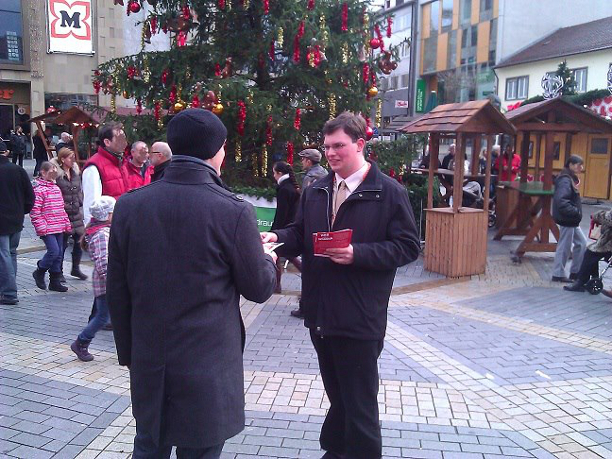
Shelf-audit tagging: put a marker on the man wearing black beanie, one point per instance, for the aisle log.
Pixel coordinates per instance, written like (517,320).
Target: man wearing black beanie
(174,296)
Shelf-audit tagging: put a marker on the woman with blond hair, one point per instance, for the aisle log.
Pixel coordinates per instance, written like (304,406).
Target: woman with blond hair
(69,182)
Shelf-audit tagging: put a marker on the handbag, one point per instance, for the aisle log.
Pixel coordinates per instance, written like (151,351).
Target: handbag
(594,230)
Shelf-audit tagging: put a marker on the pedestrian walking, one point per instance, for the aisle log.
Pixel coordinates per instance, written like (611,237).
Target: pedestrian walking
(184,345)
(95,241)
(287,200)
(346,293)
(17,200)
(69,182)
(18,145)
(567,213)
(50,222)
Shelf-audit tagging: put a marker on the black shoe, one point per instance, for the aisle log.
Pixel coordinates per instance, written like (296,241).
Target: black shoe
(55,284)
(575,287)
(9,301)
(80,349)
(39,278)
(563,279)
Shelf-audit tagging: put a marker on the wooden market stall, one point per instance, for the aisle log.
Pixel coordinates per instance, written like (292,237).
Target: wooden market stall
(456,237)
(74,119)
(543,121)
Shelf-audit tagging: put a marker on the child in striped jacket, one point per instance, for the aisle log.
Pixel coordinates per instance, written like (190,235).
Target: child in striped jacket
(50,222)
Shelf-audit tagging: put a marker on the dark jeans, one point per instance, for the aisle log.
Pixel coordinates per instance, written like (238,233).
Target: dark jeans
(98,320)
(8,265)
(590,265)
(52,260)
(145,448)
(349,370)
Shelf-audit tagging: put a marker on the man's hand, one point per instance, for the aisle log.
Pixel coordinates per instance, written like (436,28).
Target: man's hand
(268,237)
(341,256)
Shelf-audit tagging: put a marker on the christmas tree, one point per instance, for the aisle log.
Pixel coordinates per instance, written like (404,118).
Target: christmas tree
(273,70)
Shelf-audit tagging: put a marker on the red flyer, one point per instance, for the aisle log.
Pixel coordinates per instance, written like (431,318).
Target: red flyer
(331,240)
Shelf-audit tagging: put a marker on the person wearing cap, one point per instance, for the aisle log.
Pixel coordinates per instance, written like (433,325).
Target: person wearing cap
(17,200)
(95,241)
(160,156)
(310,159)
(174,295)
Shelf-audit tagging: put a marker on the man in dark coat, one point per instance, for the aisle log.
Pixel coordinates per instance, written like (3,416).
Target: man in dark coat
(346,295)
(173,295)
(567,213)
(16,200)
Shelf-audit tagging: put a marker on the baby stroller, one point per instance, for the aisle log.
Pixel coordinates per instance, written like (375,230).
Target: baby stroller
(595,284)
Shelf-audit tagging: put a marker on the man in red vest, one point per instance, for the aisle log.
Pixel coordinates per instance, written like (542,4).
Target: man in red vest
(108,177)
(137,169)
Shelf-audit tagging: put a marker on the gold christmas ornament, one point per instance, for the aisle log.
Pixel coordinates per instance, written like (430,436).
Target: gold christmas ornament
(218,109)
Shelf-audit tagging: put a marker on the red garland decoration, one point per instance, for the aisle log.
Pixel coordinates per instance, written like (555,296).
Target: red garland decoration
(345,17)
(195,102)
(269,131)
(181,39)
(366,73)
(290,150)
(241,117)
(297,122)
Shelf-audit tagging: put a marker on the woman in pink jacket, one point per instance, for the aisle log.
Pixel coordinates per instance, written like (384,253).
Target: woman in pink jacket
(50,222)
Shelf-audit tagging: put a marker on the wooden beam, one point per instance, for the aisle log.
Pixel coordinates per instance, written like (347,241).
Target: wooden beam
(546,127)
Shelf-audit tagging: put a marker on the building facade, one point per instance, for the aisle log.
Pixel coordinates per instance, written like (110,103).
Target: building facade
(49,50)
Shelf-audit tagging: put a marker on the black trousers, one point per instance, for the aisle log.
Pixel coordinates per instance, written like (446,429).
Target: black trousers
(349,369)
(590,265)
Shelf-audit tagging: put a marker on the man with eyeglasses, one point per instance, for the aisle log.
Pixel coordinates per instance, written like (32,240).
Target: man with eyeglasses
(160,157)
(104,173)
(345,294)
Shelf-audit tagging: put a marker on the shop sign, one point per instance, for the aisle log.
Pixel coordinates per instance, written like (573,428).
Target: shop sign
(420,99)
(69,26)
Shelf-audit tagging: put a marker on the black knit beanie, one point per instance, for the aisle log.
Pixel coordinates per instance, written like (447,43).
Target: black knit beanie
(196,132)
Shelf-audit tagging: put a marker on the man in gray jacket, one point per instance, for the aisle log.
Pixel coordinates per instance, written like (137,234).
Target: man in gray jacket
(310,159)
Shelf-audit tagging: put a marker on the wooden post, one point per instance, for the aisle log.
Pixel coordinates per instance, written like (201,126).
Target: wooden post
(476,143)
(458,176)
(434,151)
(488,167)
(525,156)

=======

◆ Task directions: A word-for-word copy of all the data, without pictures, is the expected output.

◆ Solution for this exercise:
Shelf-audit tagging: put a marker on the man wearing black beanie, one point per instance, for the aisle log.
Pixel coordinates per instance, written like (517,320).
Target: man wearing black beanie
(174,296)
Shelf-audit tagging: put a marker on the woman with blond hair, one point per instance, for the aisle log.
Pixel coordinates per instance, written like (304,406).
Target: woman with blond hair
(69,182)
Shelf-audit tagging: put a marker on the handbag, one point per instance, for the aisle log.
Pixel coordinates per instance, written like (151,351).
Target: handbag
(594,230)
Shelf-audit tagging: put a marker on the pedestrian walking, one point per instance, for the aisle log.
Pixel coordinates per instance, written like (611,237).
Target: pedestrian walking
(184,345)
(95,241)
(287,200)
(346,293)
(17,200)
(69,182)
(18,145)
(567,213)
(50,222)
Shelf-audit tagging: put a marker on the black shoe, one point per instance, for the aisle log.
Pixel coordinates per instance, written like (296,241).
Target: black shoe
(55,284)
(575,287)
(9,301)
(80,349)
(39,278)
(563,279)
Shelf-audit tagging: put a marker on the wooden market stall, one point per instance, for the aisle log.
Pixel coordinates per instance, written like (292,237).
Target: wooden market stall
(456,237)
(74,119)
(543,121)
Shelf-audit tagging: put a marker on the child in striped jacket, one point per instance, for the aisle log.
Pixel coordinates per instance, written like (190,235).
Target: child in striped jacket
(50,222)
Shelf-audit tagging: put a marker on the dark jeans, one point per instance, for the aisle log.
Pixel coordinates per instance, written like (238,233).
Target: dark jeans
(98,320)
(8,265)
(590,265)
(52,260)
(145,448)
(349,370)
Shelf-audit tagging: put a marker on the man's hand, one point per instance, for the aisle log.
Pixel coordinates per instance, written like (436,28).
Target: man's hand
(268,237)
(341,256)
Shelf-audit tagging: put a marker on the christmas tree, one point per instance, for the aisle log.
Pixel coordinates per instance, written like (404,118).
Target: christmas tree
(273,70)
Shelf-audit tagging: put a marker on the red flyer, one point per instance, for the aisle log.
Pixel coordinates per instance, written like (431,318).
Target: red flyer
(331,240)
Shelf-audit tagging: put a marker on the person wearing cap, one point per instance, for the aisle log.
Pixel coordinates per instance, written like (433,325).
Target: person wearing cap
(17,200)
(95,241)
(160,156)
(310,159)
(174,295)
Shelf-audit tagging: put a marker on the man in dark coat, one point per instance, for the aisle log.
Pixel coordinates per instance, written like (3,416).
Target: man in dark coat
(346,295)
(173,295)
(567,213)
(16,200)
Shelf-audit tagging: put a marker on the baby stroller, one point per instance, for the aisle log.
Pixel coordinates per instance, written like (375,230).
Target: baby stroller
(595,284)
Shelf-audit tagging: put a marker on the man in red vest, one point per instance, for the aisle log.
Pixel coordinates per instance, written like (542,4).
Target: man in red vest
(108,177)
(137,169)
Shelf-audit tagging: put a marker on the gold christmas ornament, one point per instance, for the aisle log.
Pixel coordinates per instance, written like (430,436).
Target: gold christmas ornament
(218,109)
Shelf-audit tagging: put a marker on the red garland decoration, one point per instance, for the aisle log.
Pixel coordinates per instance, written like (555,296).
Target: red garland decoration
(345,17)
(195,102)
(269,131)
(181,39)
(366,73)
(290,150)
(241,117)
(297,122)
Shelf-audit tagging: put a marker on the woman in pink jacket, one point per instance, for the aisle log.
Pixel coordinates per instance, written like (384,253).
Target: woman in pink jacket
(50,222)
Shelf-audit tagging: put a marker on the wooden beam, one point per instance, for the aisle log.
Pixel coordinates per instance, written like (347,241).
Target: wooden beam
(546,127)
Shelf-audit tagging: put a marker on the building facade, one point per instance, for the aisle log.
Pixel coordinates per instance, written like (110,103).
Target: building facade
(49,50)
Shelf-audit tagging: put a marker on the black trousers, one point per instance, for the aisle log.
Pixel coordinates per instance, written like (446,429).
Target: black trousers
(349,369)
(590,265)
Shelf-audit tagging: put a marker on the man with eyeglasses, one point per instance, for the aisle log.
Pixel coordinates per instance, written like (32,240).
Target: man with eyeglasses
(160,157)
(104,173)
(345,294)
Shelf-audit tagging: put a marker on the shop sign, one point per instance, for the aisle log.
Pixel coordinates per instance, written like (573,428).
Target: shop sign
(420,99)
(69,26)
Shelf-audit tagging: put a marker on the black knit beanie, one point per instance, for the aisle log.
Pixel coordinates per instance, written like (447,43).
Target: black knit beanie
(196,132)
Shelf-audit tagging: put a marker on the man in gray jacket, one point per instance, for the aisle log.
Pixel coordinates per instance, written like (137,234).
Target: man in gray jacket
(310,159)
Shelf-audit tagging: put a marker on the wooden post, one point per instance, for the aisle log.
Pixel coordinates per instance, written like (201,126).
Target: wooden post
(476,143)
(458,176)
(434,151)
(488,167)
(525,156)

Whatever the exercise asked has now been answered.